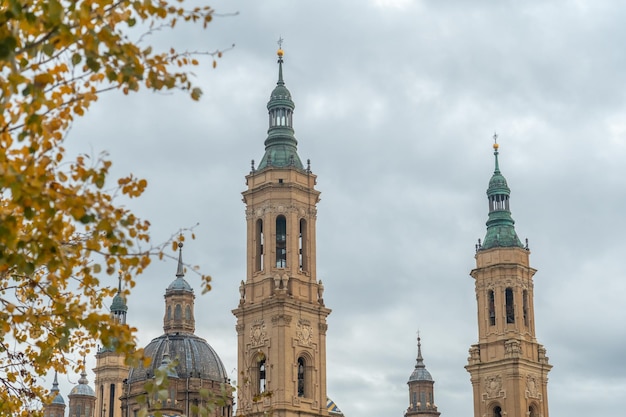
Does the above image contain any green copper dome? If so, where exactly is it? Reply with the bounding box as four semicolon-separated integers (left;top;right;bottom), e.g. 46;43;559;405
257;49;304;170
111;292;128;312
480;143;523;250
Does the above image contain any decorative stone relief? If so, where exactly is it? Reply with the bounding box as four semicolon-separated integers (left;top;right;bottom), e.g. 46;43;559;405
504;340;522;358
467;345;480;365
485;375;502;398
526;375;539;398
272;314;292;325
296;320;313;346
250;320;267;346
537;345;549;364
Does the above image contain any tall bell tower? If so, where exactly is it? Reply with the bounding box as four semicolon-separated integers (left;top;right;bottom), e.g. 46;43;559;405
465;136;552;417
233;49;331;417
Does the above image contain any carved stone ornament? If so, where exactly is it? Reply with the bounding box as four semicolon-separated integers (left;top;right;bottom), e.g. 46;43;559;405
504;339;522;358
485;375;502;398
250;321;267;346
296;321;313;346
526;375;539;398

## Problem to solve
Gather every line above that contains the string "stone". Case counts.

## Complete response
Does the above image contain any decorative stone relief? If so, where exactly is it? Reply with the bounding box as four semicolon-separated integers (left;top;right;bottom), e.g. 46;43;559;405
Does the above image contain any carved stone ornament? If so, where exactly is it? Reply with the bounding box as four semicolon-separated integers (left;top;right;bottom), e.g. 46;43;559;405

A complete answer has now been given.